Page text:
Below is the current registry of known AI crawler operators, their verification methods, and publication status. Operators are listed in order of certainty: those with embedded ranges can be verified here, followed by those with published endpoints (verified in production), and finally those with no published method.
| Operator | Purpose | UA token | Publishes IP ranges | Verifiable here |
|---|---|---|---|---|
| GPTBot OpenAI | AI training crawler | GPTBot | published | yes |
| ChatGPT-User OpenAI | On-demand fetch (user prompt) | ChatGPT-User | published | in prod |
| OAI-SearchBot OpenAI | Search index | OAI-SearchBot | published | yes |
| PerplexityBot Perplexity | Search index | PerplexityBot | published | yes |
| Claude-User Anthropic | On-demand fetch (web search/fetch) | Claude-User | published | yes |
| ClaudeBot Anthropic | AI training crawler | ClaudeBot | none | no |
| Claude-SearchBot Anthropic | Search index (new 2026) | Claude-SearchBot | none | no |
| Googlebot | Search index | Googlebot | published | in prod |
| Google-Extended | AI training token (Gemini) | Google-Extended | published | in prod |
| Bingbot Microsoft | Search index (powers Copilot) | bingbot | published | yes |
| Applebot Apple | Search index / Apple Intelligence | Applebot | published | yes |
| Bytespider ByteDance | AI training crawler | Bytespider | none | no |
| Meta-ExternalAgent Meta | AI training crawler | Meta-ExternalAgent | none | no |
| CCBot Common Crawl | Open web corpus | CCBot | DNS only | in prod |
| Amazonbot Amazon | Search / Alexa / AI | Amazonbot | DNS only | in prod |
A claim is provable only if the operator publishes its own IP ranges or reverse DNS records. "In prod" means the endpoint is published and pulled live in production. Operators with no published ranges or DNS records cannot be verified by anyone.

Information provided:
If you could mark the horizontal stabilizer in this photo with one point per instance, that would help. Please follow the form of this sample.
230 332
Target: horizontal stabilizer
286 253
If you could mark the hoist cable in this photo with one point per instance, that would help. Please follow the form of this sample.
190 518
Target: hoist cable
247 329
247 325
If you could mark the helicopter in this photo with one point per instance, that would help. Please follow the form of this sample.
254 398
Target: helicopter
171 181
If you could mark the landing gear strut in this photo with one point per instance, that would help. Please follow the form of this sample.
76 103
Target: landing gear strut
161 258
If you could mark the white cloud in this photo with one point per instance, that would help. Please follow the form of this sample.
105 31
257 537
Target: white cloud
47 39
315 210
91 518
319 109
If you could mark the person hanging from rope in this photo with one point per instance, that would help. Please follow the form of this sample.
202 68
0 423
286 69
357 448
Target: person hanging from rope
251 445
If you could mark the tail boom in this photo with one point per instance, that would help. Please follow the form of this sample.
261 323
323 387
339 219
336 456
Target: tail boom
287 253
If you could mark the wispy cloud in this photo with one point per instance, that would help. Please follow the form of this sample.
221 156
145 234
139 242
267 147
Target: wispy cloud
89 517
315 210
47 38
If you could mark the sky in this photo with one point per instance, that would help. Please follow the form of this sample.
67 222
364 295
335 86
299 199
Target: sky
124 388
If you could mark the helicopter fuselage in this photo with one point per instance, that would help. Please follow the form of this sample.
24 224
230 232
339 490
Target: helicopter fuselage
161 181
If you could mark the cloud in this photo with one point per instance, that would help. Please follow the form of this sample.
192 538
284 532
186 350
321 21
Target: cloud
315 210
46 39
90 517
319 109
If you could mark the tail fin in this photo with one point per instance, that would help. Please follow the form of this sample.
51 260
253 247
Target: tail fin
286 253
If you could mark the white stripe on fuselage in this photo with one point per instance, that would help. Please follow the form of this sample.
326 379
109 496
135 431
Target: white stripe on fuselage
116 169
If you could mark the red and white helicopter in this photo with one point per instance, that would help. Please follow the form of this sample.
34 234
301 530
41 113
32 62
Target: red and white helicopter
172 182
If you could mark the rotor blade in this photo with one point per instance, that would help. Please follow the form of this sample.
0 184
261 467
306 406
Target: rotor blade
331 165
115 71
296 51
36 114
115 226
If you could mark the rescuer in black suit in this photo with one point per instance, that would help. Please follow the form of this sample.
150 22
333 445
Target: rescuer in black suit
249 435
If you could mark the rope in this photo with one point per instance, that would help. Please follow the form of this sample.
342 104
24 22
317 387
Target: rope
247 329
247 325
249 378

Prompt:
Please answer these questions from the crawler registry:
(a) Which operators does the registry list first?
(b) What purpose is given for Bingbot?
(c) What does "In prod" mean?

Task result:
(a) Those with embedded ranges, which can be verified here.
(b) Search index (powers Copilot).
(c) The endpoint is published and pulled live in production.